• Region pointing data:
────────────────────────────────────────

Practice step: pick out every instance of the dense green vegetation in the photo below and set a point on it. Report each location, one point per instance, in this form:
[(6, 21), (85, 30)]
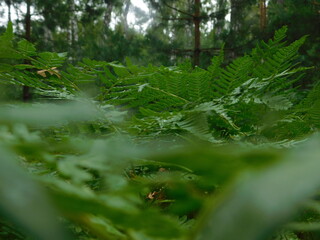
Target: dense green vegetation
[(201, 125)]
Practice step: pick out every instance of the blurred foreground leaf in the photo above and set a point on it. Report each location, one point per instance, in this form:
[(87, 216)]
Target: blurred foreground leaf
[(259, 202), (25, 203)]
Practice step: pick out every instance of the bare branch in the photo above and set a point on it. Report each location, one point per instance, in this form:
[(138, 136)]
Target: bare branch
[(173, 19)]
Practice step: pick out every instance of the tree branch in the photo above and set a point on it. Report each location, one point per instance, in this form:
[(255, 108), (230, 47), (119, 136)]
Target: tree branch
[(178, 10), (173, 19)]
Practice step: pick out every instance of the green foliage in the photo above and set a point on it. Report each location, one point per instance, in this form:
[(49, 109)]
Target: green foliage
[(158, 152)]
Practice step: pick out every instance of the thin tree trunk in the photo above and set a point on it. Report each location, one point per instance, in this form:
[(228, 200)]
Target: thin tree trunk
[(125, 16), (197, 43), (263, 14), (108, 12), (26, 95), (8, 2)]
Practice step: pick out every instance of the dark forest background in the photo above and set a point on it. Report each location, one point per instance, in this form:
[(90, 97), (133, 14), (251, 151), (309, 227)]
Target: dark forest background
[(177, 30)]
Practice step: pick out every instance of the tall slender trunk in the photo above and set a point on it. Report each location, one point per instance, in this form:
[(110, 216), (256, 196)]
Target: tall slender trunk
[(8, 2), (125, 16), (221, 17), (107, 14), (26, 94), (263, 14), (197, 43)]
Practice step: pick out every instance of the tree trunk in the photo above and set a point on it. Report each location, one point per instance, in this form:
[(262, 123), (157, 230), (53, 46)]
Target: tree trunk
[(263, 15), (8, 2), (26, 95), (197, 43), (107, 13)]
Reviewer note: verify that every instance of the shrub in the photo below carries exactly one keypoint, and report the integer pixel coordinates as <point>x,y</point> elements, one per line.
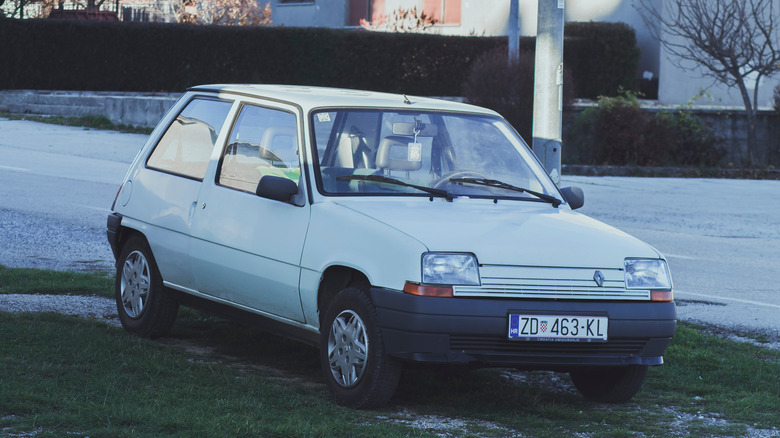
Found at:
<point>604,56</point>
<point>118,56</point>
<point>507,88</point>
<point>618,132</point>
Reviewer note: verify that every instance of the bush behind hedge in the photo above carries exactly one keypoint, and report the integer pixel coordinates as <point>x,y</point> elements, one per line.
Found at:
<point>116,56</point>
<point>618,132</point>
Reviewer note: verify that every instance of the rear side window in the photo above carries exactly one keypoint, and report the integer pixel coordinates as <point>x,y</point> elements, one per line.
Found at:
<point>186,146</point>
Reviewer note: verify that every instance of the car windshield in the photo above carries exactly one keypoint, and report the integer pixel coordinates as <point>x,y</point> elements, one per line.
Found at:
<point>375,152</point>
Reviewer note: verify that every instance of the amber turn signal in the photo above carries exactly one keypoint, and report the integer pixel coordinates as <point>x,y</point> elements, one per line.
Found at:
<point>661,295</point>
<point>428,291</point>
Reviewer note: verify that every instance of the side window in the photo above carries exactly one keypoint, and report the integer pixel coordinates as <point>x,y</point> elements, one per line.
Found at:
<point>186,146</point>
<point>263,142</point>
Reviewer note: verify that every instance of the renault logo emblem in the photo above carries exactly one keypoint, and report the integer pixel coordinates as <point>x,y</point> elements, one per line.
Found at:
<point>598,277</point>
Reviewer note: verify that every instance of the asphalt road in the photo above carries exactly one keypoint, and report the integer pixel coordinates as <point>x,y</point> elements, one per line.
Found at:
<point>721,237</point>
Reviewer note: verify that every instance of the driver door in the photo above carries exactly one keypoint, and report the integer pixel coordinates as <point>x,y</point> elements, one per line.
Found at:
<point>246,249</point>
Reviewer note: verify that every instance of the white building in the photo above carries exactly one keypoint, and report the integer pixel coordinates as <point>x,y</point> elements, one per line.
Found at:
<point>490,18</point>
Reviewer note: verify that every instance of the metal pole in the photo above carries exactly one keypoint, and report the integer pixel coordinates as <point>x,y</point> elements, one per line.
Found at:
<point>548,86</point>
<point>514,32</point>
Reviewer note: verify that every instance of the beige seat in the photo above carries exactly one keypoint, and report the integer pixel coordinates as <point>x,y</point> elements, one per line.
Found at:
<point>394,154</point>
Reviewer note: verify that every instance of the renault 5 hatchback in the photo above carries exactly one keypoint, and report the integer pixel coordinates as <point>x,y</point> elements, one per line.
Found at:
<point>386,230</point>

────────────────────────────────────────

• What you have to do: Only the lines from where the data begins to the line with "[(255, 108), (230, 47), (119, 136)]", both of them included, should be reproduced word for word; no pictures.

• Response below:
Practice step: pick out every instance of the dense green vegetation in the photo below and set a point on it. Report each location, one point per instance, in this form:
[(6, 21), (85, 30)]
Target: dense green vegetation
[(201, 125)]
Practice step: pick out every instance of the blurred foreground leaf in the photo above and set a point on it. Report each location, one point per instance, in this form:
[(87, 216)]
Target: blurred foreground leaf
[(259, 202), (25, 203)]
Practice step: pick out every instance of the bare branch in the photo above and set a point on it. Report each location, one point per instance, in this form:
[(138, 136)]
Target: bare branch
[(173, 19)]
Practice step: pick out every instance of the tree branch in the photo above and set a point on it. Report each location, one point per instance, in this form:
[(255, 108), (230, 47), (119, 136)]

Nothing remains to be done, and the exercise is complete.